Consegna -
Traduci in inglese la seguente frase del brano sulla scuola di kyudo: "Il capo delegazione, Osamu Takeuchi, sostenne i progressi della nostra Accademia negli anni successivi."

Brano -
==========

Luca Lucchesi, romano, sessantadue anni, è tra i pionieri dell’Accademia assieme al fratello minore Giorgio che ne è il presidente. E ne racconta il “mito fondativo”.
Come germinò la vostra scuola di kyudo?
Fu nel 1979, quando una delegazione di maestri della città di Kobe venne a Roma per tenere una dimostrazione. C’era tra loro un anziano arciere, Junichi Yamamoto, che partecipò al lancio rituale delle frecce e subito dopo s’accasciò sotto gli spalti dove sedeva
Procesi. Il dottore si precipitò a soccorrerlo e capì che il maestro era gravemente infartuato ma non aveva voluto interrompere la cerimonia. Lo portarono in ospedale e Procesi vegliò al suo capezzale tutta la notte, mentre in una saletta i giapponesi restarono in meditazione fino all’alba, quando il maestro spirò. Al figlio di Yamamoto, che gli regalò l’arco e le ultime due frecce tirate dal maestro, Procesi promise: “Pianteremo quest’arco di bambù e ne faremo nascere una foresta”. Così fu. Il capo delegazione, Osamu Takeuchi, sostenne i progressi della nostra Accademia negli anni successivi. Ci rifacciamo al lignaggio di Kenzo Awa, lo stesso del filosofo Eugen Herrigel autore di “Lo zen e il tiro con l’arco”.
Quanti siete attualmente?
Una trentina, probabilmente la scuola con più praticanti fra le dodici in Italia. Siamo gli unici in Europa a contare tre graduati secondo i “dan” della nomenclatura giapponese e abbiamo allievi di diverse età, dai ventenni ai più maturi: il più anziano compirà ottant’anni
a gennaio e ci sono molte donne. Furono ammesse al kyudo grazie a una concessione imperiale solo dopo la Seconda guerra mondiale, quando gli americani proibirono agli uomini nipponici la pratica delle arti marziali. L’apporto femminile salvaguardava la
continuità delle scuole.

==========

Materiale fornito -
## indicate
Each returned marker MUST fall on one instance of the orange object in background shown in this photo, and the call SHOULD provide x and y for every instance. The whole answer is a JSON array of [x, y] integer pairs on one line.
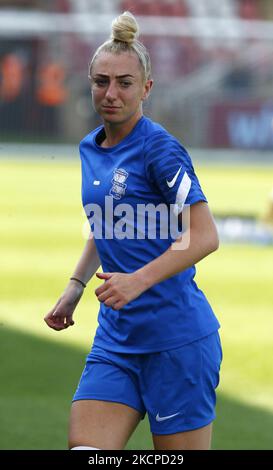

==========

Spazio risposta -
The head of the delegation, Osamu Takeuchi, supported the progress of our Academy in the years that followed.